GIVEN INSTRUCTION
Please retype the data below, everything from the line containing "Can you find the sign" down to the line containing "[[450, 189]]", with both of those lines included.

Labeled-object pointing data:
====================
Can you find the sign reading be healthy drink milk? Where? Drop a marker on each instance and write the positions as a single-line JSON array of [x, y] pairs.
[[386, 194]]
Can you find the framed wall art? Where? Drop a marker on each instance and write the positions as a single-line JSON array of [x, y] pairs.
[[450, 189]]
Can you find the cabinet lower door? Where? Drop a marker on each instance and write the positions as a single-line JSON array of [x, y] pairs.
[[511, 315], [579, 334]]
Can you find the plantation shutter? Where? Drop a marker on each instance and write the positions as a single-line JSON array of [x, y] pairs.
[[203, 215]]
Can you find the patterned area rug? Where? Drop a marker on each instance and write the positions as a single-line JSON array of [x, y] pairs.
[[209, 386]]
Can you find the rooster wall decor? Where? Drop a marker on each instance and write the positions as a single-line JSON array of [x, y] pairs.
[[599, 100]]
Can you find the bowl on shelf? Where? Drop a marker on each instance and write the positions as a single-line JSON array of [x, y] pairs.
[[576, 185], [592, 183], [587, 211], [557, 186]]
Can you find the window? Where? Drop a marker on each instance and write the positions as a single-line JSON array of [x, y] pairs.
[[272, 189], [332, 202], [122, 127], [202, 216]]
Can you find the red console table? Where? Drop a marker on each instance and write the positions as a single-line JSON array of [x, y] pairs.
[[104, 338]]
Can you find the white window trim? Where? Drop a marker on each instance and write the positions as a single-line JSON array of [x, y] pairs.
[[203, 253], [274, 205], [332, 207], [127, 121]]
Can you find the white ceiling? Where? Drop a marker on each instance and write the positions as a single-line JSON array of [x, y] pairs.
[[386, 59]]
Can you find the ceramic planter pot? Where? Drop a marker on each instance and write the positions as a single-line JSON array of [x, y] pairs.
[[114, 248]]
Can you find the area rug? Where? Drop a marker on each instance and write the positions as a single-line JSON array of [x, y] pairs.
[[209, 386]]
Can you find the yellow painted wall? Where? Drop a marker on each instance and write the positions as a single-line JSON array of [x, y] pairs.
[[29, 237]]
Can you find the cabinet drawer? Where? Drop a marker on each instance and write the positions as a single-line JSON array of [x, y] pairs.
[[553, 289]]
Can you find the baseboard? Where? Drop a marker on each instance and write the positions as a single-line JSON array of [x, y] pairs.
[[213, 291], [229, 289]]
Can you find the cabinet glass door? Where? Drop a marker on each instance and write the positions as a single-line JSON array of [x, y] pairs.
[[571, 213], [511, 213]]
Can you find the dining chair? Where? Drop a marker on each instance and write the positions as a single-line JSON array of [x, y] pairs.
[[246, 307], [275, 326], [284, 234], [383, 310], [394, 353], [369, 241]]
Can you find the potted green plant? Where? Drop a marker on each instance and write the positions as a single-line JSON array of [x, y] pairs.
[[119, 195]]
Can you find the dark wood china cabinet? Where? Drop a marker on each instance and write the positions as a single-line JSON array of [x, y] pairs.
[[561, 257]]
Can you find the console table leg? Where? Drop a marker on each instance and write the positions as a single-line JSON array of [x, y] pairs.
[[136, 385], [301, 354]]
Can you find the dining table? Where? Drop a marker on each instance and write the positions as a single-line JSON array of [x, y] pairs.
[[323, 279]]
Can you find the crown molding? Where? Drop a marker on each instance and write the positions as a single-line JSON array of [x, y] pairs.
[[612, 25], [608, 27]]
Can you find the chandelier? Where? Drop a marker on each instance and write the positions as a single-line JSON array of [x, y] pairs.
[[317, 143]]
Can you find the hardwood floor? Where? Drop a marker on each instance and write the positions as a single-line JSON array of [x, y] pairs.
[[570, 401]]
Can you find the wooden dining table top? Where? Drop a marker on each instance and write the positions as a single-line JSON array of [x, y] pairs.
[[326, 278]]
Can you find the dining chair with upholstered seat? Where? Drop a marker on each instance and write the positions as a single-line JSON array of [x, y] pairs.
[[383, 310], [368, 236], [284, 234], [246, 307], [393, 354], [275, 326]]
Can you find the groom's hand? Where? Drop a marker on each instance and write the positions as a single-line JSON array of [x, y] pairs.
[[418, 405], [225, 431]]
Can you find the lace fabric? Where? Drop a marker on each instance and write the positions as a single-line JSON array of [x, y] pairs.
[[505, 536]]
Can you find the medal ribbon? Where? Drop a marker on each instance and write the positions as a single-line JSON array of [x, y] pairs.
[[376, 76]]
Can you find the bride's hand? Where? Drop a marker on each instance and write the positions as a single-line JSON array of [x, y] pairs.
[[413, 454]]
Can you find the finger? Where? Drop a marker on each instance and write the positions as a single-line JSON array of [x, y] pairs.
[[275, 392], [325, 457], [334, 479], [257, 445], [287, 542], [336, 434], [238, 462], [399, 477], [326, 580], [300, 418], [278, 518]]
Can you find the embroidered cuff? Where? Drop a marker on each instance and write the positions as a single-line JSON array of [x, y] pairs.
====================
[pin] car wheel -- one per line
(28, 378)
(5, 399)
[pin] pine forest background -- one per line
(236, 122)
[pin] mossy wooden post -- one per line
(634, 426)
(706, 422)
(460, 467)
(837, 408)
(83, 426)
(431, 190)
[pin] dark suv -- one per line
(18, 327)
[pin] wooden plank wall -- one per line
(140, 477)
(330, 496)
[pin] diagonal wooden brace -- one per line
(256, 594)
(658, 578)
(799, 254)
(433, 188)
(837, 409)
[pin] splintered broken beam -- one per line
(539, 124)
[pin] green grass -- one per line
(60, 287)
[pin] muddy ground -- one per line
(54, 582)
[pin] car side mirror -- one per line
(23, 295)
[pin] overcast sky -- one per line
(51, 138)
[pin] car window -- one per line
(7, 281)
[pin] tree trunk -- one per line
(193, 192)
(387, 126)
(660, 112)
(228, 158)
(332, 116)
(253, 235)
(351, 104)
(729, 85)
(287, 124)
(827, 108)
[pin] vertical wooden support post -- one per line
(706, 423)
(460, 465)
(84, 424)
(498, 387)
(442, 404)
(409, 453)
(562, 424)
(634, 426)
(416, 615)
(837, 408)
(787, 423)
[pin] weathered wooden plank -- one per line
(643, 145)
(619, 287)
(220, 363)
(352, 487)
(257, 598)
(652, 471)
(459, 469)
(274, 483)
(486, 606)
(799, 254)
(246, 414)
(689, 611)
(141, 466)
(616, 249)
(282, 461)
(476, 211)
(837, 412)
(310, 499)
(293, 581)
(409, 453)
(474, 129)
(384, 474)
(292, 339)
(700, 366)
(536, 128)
====================
TASK RESPONSE
Can you find the sign reading be healthy drink milk? Where? Drop a marker on each instance and write the positions as a single-line JSON array of [x, y] pairs.
[[386, 194]]
Can you find the framed wall art? Where? Drop a marker on each instance and write the positions as a single-line JSON array of [x, y] pairs.
[[450, 189]]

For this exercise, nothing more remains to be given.